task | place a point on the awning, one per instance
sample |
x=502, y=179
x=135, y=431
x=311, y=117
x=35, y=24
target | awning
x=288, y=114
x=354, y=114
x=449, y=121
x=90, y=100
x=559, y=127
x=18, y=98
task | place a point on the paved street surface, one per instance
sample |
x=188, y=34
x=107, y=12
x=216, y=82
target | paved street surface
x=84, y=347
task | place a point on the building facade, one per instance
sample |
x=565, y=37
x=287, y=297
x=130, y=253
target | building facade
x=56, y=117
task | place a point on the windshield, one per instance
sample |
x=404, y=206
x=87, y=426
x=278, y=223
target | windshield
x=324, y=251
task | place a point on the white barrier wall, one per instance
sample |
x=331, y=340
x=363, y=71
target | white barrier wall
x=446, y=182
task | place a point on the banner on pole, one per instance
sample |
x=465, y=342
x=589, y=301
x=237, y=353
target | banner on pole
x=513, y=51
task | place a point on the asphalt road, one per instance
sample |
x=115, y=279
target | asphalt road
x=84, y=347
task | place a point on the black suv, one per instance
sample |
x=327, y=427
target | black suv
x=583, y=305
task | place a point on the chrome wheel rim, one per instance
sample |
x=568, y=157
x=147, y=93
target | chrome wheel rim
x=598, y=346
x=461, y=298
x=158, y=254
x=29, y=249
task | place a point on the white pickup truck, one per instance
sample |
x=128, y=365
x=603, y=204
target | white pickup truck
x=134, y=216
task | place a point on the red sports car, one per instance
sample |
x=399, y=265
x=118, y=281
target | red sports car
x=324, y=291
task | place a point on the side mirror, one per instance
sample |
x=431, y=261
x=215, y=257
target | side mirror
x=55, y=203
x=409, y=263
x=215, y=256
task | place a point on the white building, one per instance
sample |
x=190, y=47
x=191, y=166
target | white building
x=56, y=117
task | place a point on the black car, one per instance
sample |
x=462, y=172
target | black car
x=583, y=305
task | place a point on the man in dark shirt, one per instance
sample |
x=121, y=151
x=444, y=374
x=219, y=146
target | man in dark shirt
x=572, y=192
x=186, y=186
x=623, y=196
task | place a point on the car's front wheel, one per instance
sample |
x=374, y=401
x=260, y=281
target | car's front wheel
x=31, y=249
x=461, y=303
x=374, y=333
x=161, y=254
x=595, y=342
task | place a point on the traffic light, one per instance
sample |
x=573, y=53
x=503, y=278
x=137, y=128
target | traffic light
○ ○ ○ ○ ○
## Assigned task
Those lines of the records that contain the string "light" should be identified and copied.

## The answer
task | place a point on the traffic light, one per instance
target | traffic light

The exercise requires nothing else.